__WHAT YOU HAVE TO DO__. Render the items as a Markdown table, starting at the beginning of the items and ending at the line that contains "306L23 296L9 275L1". Use the columns No. and Text, with one numbered row per line, and leave out blank lines and the pictures.

__INFORMATION GIVEN__.
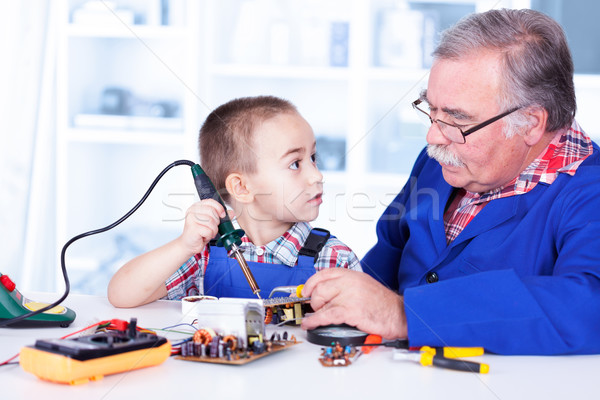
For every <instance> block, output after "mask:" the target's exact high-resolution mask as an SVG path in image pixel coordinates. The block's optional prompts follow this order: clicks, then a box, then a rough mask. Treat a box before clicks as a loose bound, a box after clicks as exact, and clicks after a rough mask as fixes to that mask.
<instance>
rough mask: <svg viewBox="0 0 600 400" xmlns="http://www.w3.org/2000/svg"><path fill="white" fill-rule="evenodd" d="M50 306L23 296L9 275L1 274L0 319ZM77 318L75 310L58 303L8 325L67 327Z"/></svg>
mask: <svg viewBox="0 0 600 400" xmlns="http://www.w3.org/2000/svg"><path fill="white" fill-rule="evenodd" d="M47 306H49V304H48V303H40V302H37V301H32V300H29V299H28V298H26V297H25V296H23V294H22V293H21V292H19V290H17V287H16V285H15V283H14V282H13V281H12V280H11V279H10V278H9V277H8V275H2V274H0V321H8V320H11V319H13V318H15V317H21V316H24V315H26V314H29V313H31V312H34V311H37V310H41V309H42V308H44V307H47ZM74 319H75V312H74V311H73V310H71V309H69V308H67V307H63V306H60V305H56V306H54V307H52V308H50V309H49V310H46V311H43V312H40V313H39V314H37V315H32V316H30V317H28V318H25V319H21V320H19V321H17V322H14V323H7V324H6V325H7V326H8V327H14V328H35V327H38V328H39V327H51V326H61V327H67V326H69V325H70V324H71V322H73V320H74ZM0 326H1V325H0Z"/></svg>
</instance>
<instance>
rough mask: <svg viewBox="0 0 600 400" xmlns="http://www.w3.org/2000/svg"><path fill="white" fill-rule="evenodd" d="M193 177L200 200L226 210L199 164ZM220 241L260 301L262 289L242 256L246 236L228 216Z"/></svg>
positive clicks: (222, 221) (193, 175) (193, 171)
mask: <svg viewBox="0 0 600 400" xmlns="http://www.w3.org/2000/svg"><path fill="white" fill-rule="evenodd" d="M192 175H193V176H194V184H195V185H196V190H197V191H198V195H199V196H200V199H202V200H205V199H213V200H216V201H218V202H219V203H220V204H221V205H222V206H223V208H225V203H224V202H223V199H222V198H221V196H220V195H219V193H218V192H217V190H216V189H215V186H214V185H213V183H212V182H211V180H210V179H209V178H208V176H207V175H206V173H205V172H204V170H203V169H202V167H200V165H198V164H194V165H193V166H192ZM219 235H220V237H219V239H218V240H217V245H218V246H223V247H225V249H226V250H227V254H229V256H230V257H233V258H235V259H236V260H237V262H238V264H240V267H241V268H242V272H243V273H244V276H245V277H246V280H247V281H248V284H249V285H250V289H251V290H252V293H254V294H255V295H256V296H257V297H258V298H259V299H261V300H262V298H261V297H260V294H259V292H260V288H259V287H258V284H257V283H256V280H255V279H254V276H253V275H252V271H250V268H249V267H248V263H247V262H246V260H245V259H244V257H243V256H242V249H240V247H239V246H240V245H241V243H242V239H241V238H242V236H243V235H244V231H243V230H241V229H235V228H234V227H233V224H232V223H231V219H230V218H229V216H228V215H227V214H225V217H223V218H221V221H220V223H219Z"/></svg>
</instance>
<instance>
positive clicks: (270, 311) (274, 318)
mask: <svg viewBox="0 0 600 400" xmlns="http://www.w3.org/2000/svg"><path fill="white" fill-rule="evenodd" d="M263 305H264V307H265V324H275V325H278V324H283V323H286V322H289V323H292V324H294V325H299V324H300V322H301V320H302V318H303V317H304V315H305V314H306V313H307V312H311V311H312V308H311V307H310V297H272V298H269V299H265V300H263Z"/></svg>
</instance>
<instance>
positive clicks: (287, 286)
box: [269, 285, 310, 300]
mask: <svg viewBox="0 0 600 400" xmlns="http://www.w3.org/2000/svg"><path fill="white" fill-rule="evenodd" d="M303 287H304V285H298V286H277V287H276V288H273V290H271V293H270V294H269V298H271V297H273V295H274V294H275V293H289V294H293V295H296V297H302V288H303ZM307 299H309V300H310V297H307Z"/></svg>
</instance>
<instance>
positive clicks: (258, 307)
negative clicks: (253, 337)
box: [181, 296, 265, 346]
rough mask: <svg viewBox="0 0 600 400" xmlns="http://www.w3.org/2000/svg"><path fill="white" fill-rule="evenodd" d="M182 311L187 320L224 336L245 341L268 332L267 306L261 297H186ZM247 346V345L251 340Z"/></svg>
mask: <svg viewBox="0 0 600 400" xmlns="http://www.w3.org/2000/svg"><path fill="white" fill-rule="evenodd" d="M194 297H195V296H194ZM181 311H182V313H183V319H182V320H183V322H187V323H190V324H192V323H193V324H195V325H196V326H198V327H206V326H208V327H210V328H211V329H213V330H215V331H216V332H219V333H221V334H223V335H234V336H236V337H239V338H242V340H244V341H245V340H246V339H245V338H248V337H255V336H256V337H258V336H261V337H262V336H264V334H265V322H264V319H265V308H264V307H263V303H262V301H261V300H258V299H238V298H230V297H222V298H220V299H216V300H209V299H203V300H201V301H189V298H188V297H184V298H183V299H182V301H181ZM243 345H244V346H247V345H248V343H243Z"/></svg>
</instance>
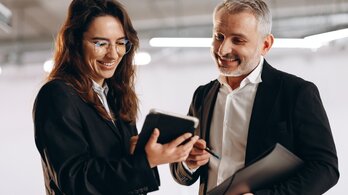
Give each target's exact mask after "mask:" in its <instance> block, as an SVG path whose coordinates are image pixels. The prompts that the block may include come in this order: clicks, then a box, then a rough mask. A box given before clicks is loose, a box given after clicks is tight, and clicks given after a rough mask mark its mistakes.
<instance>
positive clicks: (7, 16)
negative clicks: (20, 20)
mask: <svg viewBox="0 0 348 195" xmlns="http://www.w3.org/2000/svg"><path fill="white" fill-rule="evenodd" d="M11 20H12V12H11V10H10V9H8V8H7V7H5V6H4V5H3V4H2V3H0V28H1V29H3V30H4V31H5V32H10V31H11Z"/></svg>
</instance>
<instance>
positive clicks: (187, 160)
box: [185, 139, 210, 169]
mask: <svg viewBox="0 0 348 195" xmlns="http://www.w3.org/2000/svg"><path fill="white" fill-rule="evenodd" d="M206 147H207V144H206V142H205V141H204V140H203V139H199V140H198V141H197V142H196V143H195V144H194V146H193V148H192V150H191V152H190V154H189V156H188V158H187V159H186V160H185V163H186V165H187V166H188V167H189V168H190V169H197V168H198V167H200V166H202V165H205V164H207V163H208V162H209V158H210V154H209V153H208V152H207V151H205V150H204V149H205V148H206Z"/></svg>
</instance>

__RESPONSE__.
| No. | Text |
|---|---|
| 1 | For every <instance> block, output after "mask:" the target's exact high-resolution mask as an SVG path in image pixel coordinates. The block's optional prompts follow this order: clicks, then a box, then a rough mask. Treat a box before clicks as a loose bound, a box after clicks as exact, and clicks after a rough mask as fixes to that mask. |
| 2 | <instance> |
| 3 | rough mask: <svg viewBox="0 0 600 400" xmlns="http://www.w3.org/2000/svg"><path fill="white" fill-rule="evenodd" d="M50 306L23 296L9 275L1 274L0 319ZM77 318L75 310L58 303L8 325L67 327Z"/></svg> |